┌────────

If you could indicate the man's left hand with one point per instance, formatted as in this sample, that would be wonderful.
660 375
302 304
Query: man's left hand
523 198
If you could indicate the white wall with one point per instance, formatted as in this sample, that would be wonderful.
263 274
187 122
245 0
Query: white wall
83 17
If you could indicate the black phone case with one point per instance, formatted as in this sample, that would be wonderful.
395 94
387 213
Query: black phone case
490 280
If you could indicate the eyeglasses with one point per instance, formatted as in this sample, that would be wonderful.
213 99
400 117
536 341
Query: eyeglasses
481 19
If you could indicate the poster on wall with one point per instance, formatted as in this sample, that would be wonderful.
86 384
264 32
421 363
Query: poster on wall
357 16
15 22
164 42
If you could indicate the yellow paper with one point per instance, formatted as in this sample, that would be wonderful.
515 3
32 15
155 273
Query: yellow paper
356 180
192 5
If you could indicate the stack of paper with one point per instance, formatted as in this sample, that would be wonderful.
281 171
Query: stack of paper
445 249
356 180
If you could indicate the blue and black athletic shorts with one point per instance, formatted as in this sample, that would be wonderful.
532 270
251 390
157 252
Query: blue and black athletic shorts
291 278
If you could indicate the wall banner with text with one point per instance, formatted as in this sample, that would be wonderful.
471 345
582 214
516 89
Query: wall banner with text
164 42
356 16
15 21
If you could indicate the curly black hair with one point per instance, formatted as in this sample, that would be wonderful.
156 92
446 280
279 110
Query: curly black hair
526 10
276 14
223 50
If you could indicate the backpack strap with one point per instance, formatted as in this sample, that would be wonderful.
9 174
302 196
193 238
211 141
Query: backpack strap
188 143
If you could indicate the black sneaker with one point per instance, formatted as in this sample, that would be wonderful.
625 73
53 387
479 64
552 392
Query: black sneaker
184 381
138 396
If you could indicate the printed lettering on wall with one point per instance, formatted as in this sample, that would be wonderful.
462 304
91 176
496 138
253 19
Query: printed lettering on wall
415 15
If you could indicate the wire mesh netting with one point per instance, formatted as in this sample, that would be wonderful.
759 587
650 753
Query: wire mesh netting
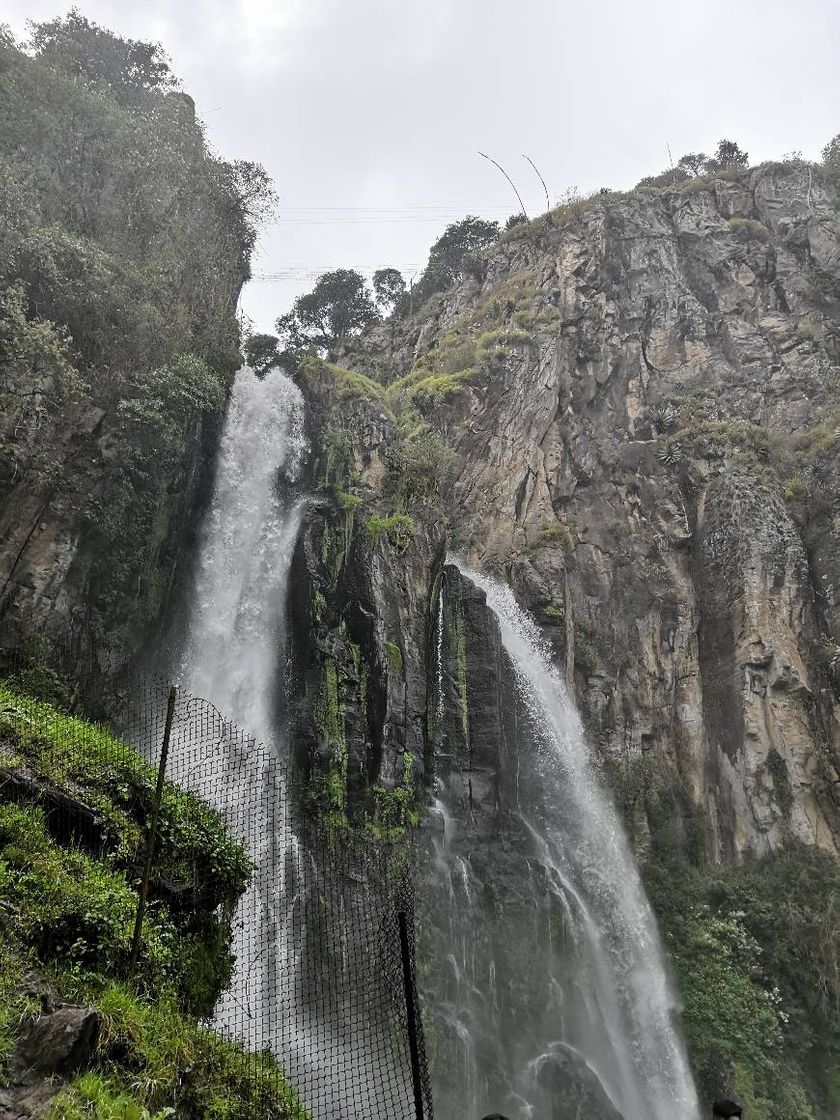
306 931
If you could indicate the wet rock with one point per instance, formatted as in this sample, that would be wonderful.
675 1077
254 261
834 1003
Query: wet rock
62 1042
576 1091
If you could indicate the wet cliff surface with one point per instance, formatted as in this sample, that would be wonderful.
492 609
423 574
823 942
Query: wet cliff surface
638 401
645 448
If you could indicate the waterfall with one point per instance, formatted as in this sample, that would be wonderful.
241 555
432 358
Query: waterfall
236 633
235 658
606 1020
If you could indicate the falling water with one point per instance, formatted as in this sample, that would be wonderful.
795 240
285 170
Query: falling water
607 1016
234 655
236 633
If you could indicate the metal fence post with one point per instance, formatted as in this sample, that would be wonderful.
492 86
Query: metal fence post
411 1014
152 833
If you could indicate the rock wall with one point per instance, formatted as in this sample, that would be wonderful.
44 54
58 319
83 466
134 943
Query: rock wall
646 450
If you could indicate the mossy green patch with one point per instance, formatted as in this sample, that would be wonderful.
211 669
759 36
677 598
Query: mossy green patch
118 784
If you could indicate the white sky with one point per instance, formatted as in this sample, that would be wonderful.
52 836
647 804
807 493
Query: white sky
367 113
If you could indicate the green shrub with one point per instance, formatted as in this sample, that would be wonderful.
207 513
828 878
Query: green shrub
418 464
398 529
558 532
393 811
86 758
72 908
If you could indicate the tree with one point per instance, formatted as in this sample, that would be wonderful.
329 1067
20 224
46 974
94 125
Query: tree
453 253
127 66
389 288
693 164
728 155
831 154
261 353
338 307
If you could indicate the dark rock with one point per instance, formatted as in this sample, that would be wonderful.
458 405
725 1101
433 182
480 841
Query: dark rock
62 1042
727 1108
576 1091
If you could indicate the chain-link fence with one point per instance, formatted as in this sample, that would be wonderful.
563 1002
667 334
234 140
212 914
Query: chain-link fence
316 985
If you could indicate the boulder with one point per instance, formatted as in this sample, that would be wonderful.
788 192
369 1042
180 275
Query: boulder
575 1089
62 1042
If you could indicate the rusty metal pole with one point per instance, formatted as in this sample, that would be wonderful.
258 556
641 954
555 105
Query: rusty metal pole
152 833
411 1015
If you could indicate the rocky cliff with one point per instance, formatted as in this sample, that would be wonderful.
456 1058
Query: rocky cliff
123 248
633 410
644 419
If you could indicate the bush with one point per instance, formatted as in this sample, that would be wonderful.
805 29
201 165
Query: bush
398 529
756 950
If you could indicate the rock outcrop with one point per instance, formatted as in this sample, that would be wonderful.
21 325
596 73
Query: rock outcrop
646 450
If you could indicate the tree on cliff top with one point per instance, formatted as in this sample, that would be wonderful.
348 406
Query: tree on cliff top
261 353
454 253
127 66
338 307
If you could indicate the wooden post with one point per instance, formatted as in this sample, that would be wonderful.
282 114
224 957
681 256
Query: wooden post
152 833
411 1015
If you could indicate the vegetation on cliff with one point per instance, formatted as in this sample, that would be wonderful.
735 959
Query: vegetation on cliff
73 811
123 245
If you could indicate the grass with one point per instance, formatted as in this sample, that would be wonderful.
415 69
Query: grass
66 922
747 229
398 529
108 775
150 1057
347 384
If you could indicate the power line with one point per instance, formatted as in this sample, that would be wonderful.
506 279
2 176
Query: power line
278 276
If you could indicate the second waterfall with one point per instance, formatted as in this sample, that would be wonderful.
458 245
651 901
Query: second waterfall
549 997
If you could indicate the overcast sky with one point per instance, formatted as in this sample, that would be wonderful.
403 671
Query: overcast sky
367 113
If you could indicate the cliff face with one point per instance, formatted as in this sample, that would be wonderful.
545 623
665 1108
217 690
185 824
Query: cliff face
645 449
640 406
123 246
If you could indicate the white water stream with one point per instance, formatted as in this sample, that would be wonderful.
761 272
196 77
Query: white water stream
615 1015
235 658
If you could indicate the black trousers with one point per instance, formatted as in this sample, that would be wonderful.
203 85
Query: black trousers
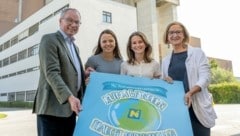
197 127
55 126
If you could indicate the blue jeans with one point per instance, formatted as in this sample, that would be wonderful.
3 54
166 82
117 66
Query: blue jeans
55 126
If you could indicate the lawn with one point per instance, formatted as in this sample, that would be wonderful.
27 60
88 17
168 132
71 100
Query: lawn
2 115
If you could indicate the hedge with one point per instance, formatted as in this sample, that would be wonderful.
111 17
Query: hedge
225 93
17 104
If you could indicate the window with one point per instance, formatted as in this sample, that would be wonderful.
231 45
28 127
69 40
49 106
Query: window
32 69
1 47
11 96
5 76
21 72
3 94
12 74
13 58
6 45
46 18
107 17
22 55
30 95
33 29
33 50
23 35
14 40
20 96
5 61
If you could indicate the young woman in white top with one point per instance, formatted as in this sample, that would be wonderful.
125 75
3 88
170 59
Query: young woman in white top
140 63
190 65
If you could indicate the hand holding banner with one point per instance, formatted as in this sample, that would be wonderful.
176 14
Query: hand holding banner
119 105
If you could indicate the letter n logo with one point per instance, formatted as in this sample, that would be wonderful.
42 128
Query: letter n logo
134 114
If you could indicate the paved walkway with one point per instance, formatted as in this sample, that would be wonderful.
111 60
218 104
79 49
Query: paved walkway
20 122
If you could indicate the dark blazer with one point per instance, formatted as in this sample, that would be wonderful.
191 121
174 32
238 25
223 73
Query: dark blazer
58 77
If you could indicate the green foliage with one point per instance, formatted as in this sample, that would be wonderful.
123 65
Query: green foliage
2 115
225 93
220 75
16 104
213 64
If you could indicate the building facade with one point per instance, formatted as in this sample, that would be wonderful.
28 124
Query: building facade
19 63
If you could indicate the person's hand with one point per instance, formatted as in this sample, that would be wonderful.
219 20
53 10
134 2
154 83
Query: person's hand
188 98
168 79
88 71
87 80
75 104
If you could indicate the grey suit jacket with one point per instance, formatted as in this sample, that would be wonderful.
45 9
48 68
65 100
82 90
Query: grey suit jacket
58 77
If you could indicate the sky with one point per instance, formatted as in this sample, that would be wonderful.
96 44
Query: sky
217 24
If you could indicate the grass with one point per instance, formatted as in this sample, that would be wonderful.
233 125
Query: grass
2 115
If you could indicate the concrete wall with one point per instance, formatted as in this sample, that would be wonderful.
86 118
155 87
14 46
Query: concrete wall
124 22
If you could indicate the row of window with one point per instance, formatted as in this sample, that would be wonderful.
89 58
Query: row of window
20 72
31 51
28 32
106 17
23 35
20 96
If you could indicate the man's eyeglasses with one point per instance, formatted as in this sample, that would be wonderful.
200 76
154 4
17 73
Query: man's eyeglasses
71 21
178 32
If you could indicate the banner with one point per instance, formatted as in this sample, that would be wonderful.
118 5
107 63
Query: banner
120 105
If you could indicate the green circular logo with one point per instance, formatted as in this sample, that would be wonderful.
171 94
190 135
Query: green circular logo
134 115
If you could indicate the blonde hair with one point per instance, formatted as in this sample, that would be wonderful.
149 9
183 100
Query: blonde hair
184 30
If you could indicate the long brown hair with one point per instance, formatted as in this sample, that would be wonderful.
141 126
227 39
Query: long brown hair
184 29
148 50
116 51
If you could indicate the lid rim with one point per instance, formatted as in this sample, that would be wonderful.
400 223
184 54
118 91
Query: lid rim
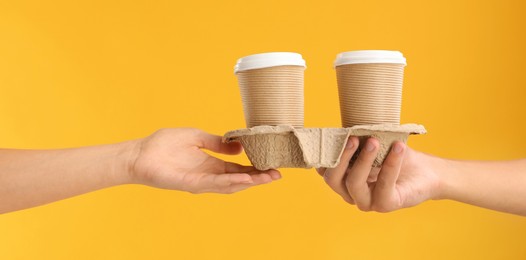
267 60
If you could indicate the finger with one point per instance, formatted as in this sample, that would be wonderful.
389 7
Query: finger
230 167
220 183
334 177
260 178
356 181
274 174
384 189
214 143
321 171
373 174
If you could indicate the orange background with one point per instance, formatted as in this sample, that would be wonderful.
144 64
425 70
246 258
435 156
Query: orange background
76 73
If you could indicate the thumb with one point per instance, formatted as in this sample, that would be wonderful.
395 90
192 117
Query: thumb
214 143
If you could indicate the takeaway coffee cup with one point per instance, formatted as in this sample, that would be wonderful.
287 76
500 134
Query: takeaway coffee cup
271 86
370 86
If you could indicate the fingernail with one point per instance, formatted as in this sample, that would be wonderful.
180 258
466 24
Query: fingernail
370 146
397 148
349 144
248 181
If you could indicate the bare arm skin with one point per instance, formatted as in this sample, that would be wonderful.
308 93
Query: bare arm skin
408 178
169 159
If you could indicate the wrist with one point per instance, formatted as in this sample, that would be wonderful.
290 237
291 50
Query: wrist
125 158
443 169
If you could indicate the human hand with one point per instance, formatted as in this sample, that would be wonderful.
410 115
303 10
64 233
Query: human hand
405 179
174 159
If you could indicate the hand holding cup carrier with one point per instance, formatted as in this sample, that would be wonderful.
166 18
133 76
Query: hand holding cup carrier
271 85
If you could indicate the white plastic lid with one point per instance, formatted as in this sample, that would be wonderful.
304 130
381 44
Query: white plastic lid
370 56
268 59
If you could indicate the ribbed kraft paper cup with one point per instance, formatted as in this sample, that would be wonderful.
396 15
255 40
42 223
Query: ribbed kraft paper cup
370 87
271 86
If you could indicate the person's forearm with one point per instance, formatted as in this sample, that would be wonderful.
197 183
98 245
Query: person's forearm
34 177
494 185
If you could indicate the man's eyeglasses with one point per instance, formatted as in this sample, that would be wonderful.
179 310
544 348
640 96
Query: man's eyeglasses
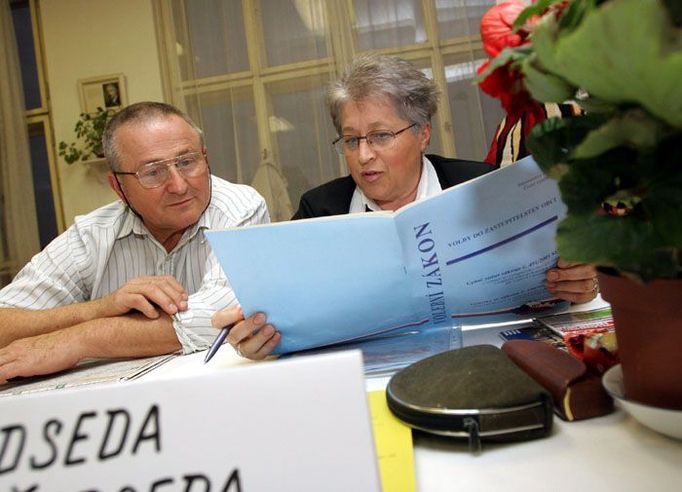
155 174
377 140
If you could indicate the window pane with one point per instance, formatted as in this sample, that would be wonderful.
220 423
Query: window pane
21 15
227 118
47 220
305 153
210 38
458 18
467 102
294 30
388 23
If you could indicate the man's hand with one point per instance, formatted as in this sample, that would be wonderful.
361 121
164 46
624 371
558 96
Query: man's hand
37 355
145 294
251 338
574 282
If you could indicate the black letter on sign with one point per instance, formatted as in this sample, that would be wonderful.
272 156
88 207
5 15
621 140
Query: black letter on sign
49 439
7 431
189 480
77 436
163 481
103 455
153 420
233 480
34 488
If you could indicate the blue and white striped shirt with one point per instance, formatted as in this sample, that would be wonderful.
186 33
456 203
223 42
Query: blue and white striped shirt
106 248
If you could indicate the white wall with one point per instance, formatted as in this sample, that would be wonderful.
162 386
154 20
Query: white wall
91 38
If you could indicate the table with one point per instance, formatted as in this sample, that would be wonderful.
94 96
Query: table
614 452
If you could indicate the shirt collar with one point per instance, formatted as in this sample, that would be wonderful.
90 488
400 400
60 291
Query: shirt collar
428 185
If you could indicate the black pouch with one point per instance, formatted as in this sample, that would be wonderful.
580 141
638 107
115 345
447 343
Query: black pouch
475 392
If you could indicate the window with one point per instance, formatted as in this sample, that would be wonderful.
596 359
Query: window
253 75
48 216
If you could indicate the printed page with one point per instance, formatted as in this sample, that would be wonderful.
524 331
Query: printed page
320 281
478 252
469 253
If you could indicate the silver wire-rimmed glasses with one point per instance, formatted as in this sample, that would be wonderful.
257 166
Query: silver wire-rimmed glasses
154 174
377 140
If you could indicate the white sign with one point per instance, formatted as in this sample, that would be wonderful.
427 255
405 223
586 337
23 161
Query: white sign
300 424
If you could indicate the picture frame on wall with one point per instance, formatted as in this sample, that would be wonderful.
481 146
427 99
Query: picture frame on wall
106 92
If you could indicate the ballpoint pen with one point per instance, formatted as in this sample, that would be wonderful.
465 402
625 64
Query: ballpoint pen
218 342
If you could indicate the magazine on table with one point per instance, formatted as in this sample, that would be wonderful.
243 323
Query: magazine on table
475 253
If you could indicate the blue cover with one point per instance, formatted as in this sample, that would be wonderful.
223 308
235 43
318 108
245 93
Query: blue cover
475 253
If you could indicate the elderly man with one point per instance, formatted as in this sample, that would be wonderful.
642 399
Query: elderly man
135 277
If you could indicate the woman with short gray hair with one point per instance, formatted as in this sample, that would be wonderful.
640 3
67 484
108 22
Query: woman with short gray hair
382 108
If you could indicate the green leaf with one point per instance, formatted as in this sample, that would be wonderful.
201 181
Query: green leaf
624 51
552 141
545 86
634 128
625 243
537 8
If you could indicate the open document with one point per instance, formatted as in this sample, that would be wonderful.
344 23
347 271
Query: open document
474 253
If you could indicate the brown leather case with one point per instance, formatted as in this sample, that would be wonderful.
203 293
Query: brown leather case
577 393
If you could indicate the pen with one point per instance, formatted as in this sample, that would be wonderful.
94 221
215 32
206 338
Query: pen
218 342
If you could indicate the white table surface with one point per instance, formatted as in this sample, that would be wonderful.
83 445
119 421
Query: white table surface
614 452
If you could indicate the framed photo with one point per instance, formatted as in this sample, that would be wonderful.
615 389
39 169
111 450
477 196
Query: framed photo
107 92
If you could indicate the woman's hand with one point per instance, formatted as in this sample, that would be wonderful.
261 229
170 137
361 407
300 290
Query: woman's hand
575 282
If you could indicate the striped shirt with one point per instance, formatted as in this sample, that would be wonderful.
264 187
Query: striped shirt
108 247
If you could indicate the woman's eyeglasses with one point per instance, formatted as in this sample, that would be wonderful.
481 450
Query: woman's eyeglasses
377 140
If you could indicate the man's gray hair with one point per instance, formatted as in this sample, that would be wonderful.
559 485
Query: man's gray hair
413 95
139 113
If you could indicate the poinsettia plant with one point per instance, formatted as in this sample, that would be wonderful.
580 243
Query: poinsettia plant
619 166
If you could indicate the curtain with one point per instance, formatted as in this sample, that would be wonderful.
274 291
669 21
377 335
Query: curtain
18 226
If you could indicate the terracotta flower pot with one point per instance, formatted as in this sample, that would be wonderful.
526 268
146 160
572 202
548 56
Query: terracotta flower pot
648 322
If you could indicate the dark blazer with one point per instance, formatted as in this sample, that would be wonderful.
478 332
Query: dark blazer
333 198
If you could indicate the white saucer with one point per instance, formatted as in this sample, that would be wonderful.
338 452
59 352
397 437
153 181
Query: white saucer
663 420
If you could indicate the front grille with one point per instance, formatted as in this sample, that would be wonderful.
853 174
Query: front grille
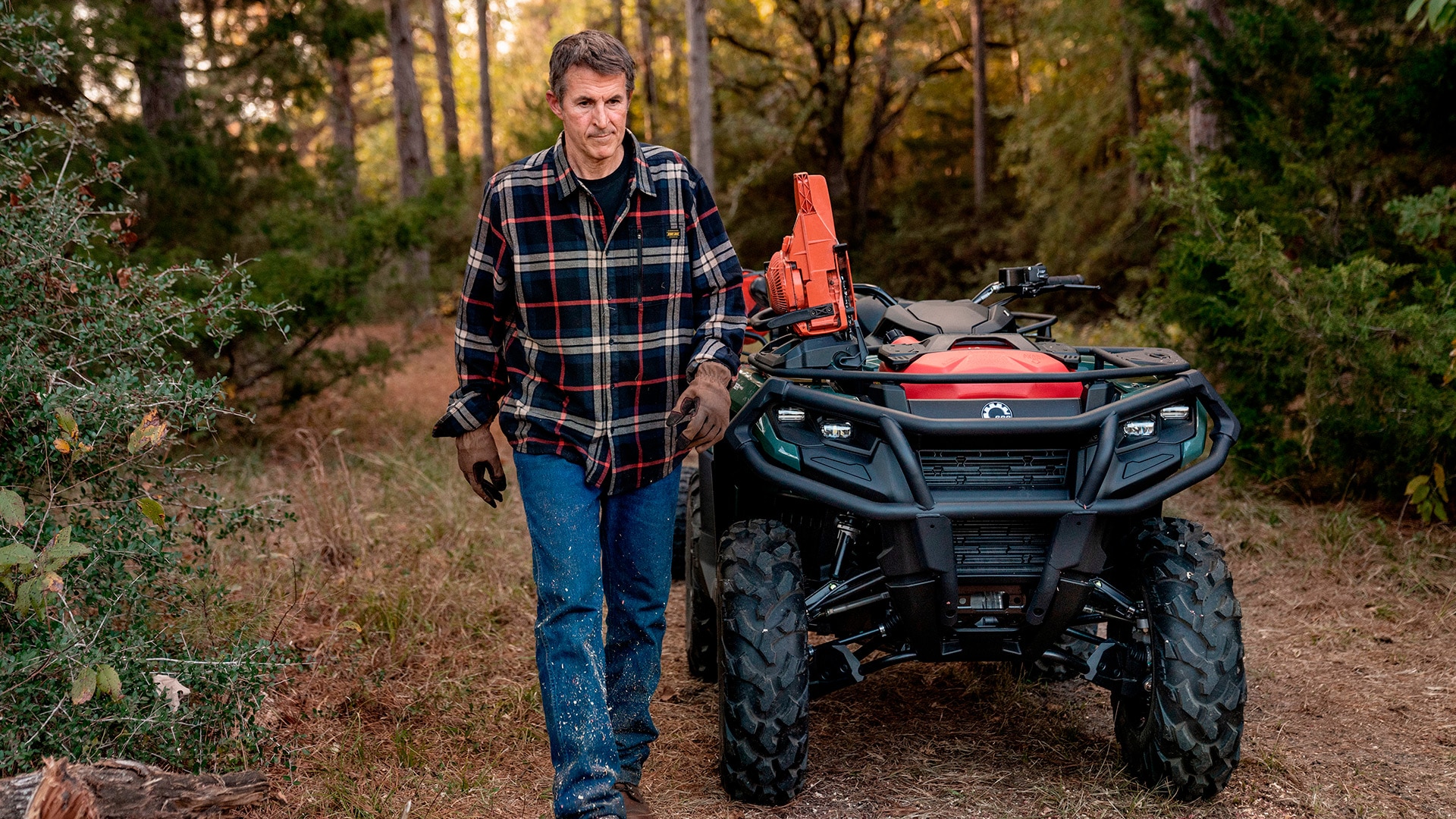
1001 548
996 468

└────────

- Set task
Everything from the line with "If you could indicate the poinsettia" through the end of the records above, and nothing else, is to be quoted exactly; please leave the pictures out.

- Final result
If you could indicate the poinsettia plant with one point per instance, formatted as in this sample, that would be wonderful.
580 243
Query: poinsettia plant
619 166
If you could indicate the curtain with one point per instance, formatted as in this sample, that would be wonderful.
274 291
669 21
377 335
Query: curtain
18 226
If you could indicate the terracotta flower pot with one point per instance, formatted as in this sample, that would be wonderful.
526 268
146 160
572 202
548 56
Query: terracotta flower pot
648 322
If you could indicate the dark blazer with one point per instance, formatted as in this sample, that would be wonderful.
478 332
Query: dark blazer
333 198
If you could indicate the white saucer with one point per instance, formatted as in this sample, that would be wonderful.
338 452
59 352
397 437
153 181
Query: white saucer
663 420
If you could indicate the front grille with one point per instance, formatted as in this sample, that would be wonderful.
853 174
Query: front grille
1001 548
996 468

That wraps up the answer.